START Source data

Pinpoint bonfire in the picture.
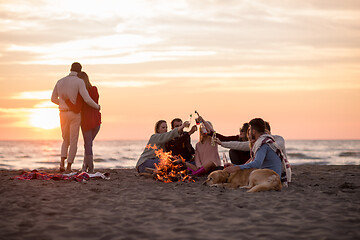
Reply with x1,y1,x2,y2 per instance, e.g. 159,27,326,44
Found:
147,144,195,183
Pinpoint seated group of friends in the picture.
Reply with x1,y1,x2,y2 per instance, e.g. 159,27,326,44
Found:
136,115,291,186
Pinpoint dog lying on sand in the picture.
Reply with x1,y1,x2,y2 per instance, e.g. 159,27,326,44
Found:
203,168,282,192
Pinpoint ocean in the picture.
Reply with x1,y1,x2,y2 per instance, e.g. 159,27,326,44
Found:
0,140,359,171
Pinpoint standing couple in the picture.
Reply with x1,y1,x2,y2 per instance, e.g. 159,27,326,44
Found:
51,62,101,173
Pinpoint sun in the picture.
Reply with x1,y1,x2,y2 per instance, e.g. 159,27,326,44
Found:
29,108,60,130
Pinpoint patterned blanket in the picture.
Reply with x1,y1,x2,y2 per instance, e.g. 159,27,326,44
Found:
12,170,110,182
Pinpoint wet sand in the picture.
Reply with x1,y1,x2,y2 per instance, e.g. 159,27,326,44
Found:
0,165,359,240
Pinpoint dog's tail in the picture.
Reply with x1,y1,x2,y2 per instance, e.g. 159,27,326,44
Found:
247,175,282,193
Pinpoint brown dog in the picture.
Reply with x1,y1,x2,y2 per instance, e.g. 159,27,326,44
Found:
203,168,282,192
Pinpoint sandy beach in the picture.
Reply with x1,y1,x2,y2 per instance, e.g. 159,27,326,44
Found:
0,165,359,240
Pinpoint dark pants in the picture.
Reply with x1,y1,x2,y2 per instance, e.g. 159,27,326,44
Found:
138,158,160,173
82,125,100,156
229,149,251,165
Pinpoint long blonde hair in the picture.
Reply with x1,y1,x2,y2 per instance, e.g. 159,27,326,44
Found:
200,121,213,143
78,71,92,89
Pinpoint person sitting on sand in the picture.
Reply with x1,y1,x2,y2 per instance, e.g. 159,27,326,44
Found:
185,116,221,176
207,122,251,165
136,120,190,173
165,118,197,164
229,123,251,164
221,118,291,186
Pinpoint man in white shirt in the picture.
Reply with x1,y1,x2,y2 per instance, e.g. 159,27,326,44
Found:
51,62,100,173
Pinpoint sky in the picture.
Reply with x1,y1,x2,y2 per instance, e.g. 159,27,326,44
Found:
0,0,359,141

END Source data

Exercise description -> Give every record again exactly, apart from the pictures, which stay out.

Answer ->
Pinpoint bonfire in the picture.
Reply with x1,y1,x2,y2 per instance, e.g. 159,27,326,44
Found:
147,144,195,183
Pinpoint seated group of friends in the picture.
Reply with x1,y1,x2,y2 per instance, e.g. 159,27,326,44
Found:
136,115,291,186
Pinpoint dog lying on sand in the picture.
Reply with x1,y1,x2,y2 per instance, e.g. 159,27,326,44
Found:
203,168,282,192
Pinpoint ocean in the picture.
Reply with x1,y1,x2,y2 per instance, e.g. 159,27,326,44
Found:
0,140,359,171
Pinpoint standing couple in the picture.
Reply with x1,y1,x2,y2 per instance, e.g. 159,27,326,44
Found:
51,62,101,173
Pinpoint sun in the picture.
Reply with x1,y1,x2,y2 per instance, e.g. 159,27,326,44
Found:
29,108,60,130
Pinpoint patterned blanket in the picture.
Reply with x1,y1,x2,y2 per instance, e.g. 159,27,326,44
Found:
12,170,110,182
Pinpoint wet sand in the picture.
Reply with x1,y1,x2,y2 per instance, e.g. 159,27,326,44
Found:
0,165,359,240
Pinpoint dog's tail in the picture.
Reply with x1,y1,x2,y2 per instance, e.g. 159,27,326,44
Found:
247,175,282,193
Pinpoint brown dog in the picture.
Reply with x1,y1,x2,y2 per instance, e.g. 159,27,326,44
Found:
203,168,282,192
Pinpoint sandy beach in the picture.
Reply with x1,y1,x2,y2 per instance, e.g. 159,27,326,44
Found:
0,165,359,240
Pinpoint dark pants in the picture.
Reply with x1,y1,x2,y2 per instance, e.g. 159,27,326,44
Found:
138,158,160,173
82,125,100,156
229,149,251,165
Pinpoint long blonde hair in the picture.
Reply with x1,y1,x2,y2 per instance, e.g. 159,27,326,44
Found:
200,121,213,143
78,71,92,89
Pinpoint person sitting on sand in the picture.
Reply with x1,y1,x2,y2 per instance, e.g. 159,27,326,44
Found:
185,116,221,176
207,122,251,165
136,120,190,173
165,118,197,164
229,123,251,164
221,118,291,186
Pinpoint man in white shirt in the picture.
Reply with x1,y1,x2,y2 per instance, e.g. 159,27,326,44
Found:
51,62,100,173
Pinpoint sky in the picture.
Reply with x1,y1,x2,y2 per instance, e.g. 159,27,326,44
Found:
0,0,359,141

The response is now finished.